#### Given records:
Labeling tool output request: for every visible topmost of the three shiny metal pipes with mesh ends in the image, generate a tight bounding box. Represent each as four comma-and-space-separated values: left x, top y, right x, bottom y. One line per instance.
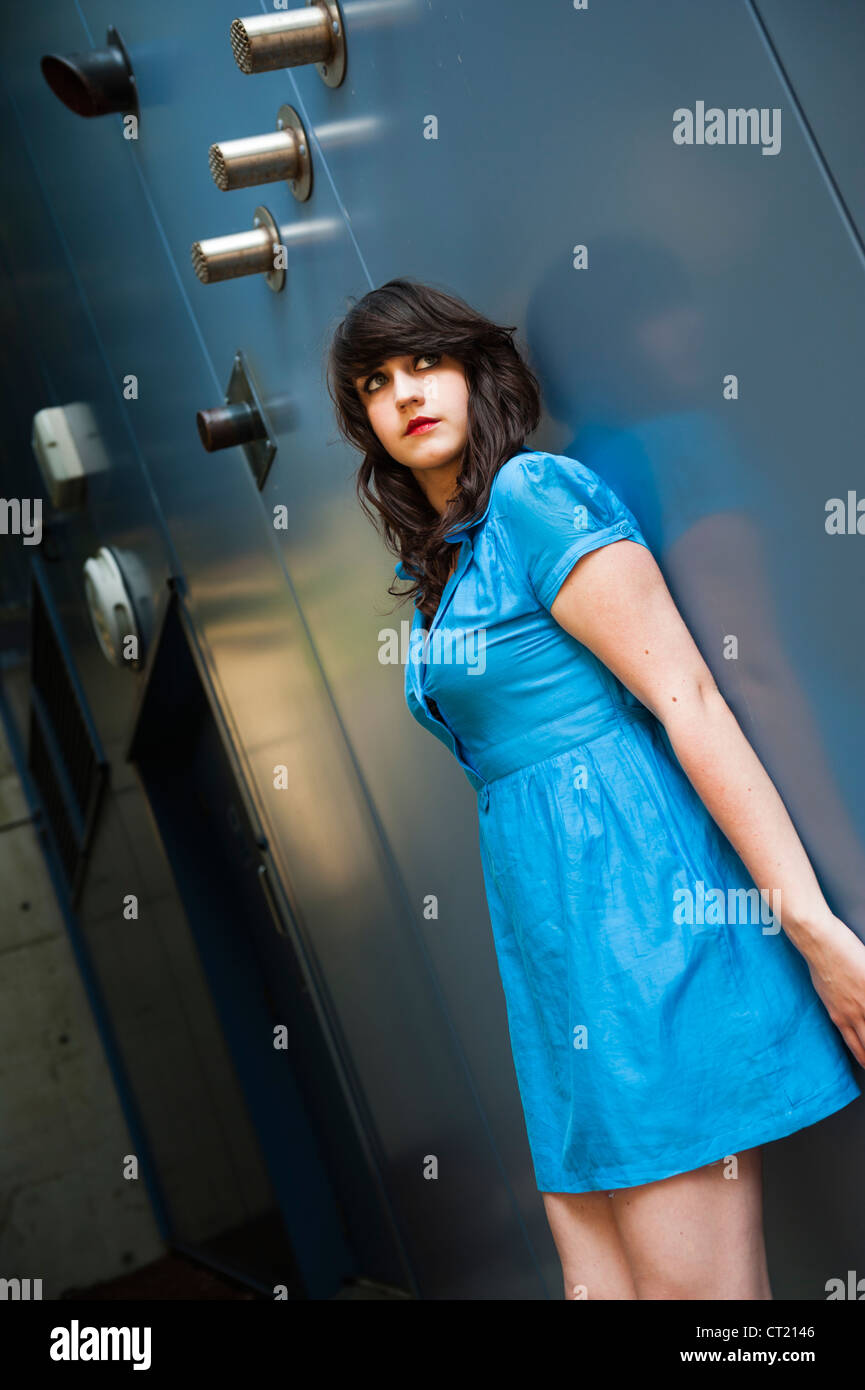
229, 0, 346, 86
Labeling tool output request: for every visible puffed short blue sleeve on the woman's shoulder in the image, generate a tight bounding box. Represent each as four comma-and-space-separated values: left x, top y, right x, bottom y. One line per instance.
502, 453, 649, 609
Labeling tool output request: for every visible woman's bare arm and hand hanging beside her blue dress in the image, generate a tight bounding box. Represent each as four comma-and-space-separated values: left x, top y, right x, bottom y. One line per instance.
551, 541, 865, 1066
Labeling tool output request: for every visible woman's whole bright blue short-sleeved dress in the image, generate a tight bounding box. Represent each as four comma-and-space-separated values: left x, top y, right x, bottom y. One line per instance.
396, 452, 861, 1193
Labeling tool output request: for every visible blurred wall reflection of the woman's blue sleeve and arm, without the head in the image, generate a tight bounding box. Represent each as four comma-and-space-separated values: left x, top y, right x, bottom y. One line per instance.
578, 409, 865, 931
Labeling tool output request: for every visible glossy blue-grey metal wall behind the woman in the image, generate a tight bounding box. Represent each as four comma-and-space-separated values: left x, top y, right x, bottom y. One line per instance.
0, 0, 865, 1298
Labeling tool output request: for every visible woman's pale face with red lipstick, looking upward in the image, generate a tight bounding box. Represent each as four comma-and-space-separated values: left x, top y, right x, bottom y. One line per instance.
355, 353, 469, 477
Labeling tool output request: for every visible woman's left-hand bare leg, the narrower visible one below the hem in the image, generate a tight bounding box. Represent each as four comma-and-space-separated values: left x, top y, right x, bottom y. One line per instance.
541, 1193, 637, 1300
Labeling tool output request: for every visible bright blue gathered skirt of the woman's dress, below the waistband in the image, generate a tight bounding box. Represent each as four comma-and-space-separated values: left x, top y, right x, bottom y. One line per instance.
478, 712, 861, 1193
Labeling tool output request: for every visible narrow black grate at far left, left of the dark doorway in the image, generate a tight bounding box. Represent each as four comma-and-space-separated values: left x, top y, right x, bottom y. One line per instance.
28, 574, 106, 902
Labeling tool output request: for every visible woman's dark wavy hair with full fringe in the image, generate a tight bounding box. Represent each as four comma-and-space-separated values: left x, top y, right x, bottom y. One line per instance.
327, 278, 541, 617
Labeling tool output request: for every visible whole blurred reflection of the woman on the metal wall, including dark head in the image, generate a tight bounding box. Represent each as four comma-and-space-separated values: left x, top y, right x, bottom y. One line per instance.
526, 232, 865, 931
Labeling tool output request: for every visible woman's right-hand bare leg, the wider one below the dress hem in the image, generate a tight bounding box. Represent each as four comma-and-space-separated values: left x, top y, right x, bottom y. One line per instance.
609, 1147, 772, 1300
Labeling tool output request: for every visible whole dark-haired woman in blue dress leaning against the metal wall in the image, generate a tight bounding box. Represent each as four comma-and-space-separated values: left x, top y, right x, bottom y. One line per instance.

--

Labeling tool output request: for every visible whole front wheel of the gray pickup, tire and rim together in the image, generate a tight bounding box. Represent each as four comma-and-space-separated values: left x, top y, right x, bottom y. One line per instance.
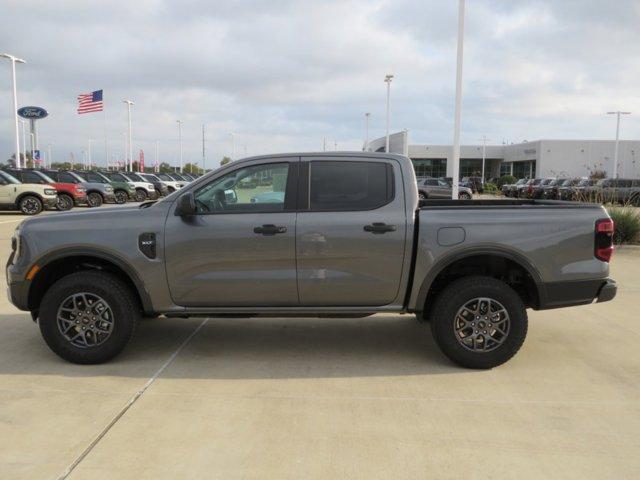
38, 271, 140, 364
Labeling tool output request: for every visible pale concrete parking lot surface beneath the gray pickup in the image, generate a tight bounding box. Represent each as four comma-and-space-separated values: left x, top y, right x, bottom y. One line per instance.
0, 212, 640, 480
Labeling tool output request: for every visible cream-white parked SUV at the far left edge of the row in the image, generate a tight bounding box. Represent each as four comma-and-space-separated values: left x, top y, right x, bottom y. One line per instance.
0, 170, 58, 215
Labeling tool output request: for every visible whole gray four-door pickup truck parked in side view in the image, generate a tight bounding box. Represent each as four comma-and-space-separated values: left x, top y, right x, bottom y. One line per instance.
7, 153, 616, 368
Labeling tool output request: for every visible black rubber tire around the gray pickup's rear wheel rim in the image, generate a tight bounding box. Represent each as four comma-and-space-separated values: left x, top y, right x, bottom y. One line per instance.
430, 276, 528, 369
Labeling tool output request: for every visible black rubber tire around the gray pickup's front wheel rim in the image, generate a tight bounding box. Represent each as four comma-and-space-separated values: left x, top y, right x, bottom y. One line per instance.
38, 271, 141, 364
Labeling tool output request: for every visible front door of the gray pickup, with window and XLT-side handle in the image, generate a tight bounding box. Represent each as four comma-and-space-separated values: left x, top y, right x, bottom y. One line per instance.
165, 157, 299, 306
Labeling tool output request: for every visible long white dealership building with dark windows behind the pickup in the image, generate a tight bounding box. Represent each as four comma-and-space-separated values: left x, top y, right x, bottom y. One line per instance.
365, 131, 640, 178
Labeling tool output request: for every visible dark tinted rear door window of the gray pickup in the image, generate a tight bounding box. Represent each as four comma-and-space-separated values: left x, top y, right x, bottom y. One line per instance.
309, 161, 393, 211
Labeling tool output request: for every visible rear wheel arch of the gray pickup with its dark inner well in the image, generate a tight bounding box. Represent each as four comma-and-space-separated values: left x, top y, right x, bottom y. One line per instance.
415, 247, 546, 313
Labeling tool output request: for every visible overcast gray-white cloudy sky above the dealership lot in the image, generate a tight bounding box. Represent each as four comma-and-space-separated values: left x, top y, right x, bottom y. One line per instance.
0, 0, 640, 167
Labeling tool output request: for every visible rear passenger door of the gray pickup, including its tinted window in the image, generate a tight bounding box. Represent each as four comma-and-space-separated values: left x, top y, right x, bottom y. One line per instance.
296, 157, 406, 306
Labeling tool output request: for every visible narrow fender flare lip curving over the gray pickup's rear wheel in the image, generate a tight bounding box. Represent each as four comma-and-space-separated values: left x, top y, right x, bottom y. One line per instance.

#### Exercise:
Please output exactly the lines between the one holding "Labeling tool output request: for every visible dark" and the one holding "Labeling tool output request: for every visible narrow fender" in the records above, inclusive, and nothing more.

#### Solution for this task:
Labeling tool output request: for every visible dark tinted rear door window of the gray pickup in the image, generate a tight bounding box. Represent each as four comma-and-space-separated values: left x, top y, right x, bottom y. One line per instance.
309, 161, 393, 211
Labeling tool output request: for every visible rear wheel arch of the gray pickup with its dark inner well in the image, generate a tight bounding box. Represent each as four comma-and-space-separated values: left x, top y, right x, bottom y. One line per instance.
415, 247, 546, 313
Labeling tool output request: for every visible overcast gray-white cloudy sky above the dealership lot in the image, generate a tight bounding box. Represent each as four comma-and-space-separated values: left x, top y, right x, bottom y. One line per instance.
0, 0, 640, 167
Labeling tool output request: for every visible rear passenger door of the gray pickup, including its tinted window in the image, generate a tight bounding box. Represent each as four comma-and-space-separated values: left x, top y, right x, bottom y. One line per instance.
296, 157, 406, 306
Labeling tool output request: for every visible narrow fender flare lip curving over the gray pickup's rear wheel in the image, generate a tight bounding box. Represent each as four comma-and-space-separated values: left x, top y, right x, bottom y. One line per instance.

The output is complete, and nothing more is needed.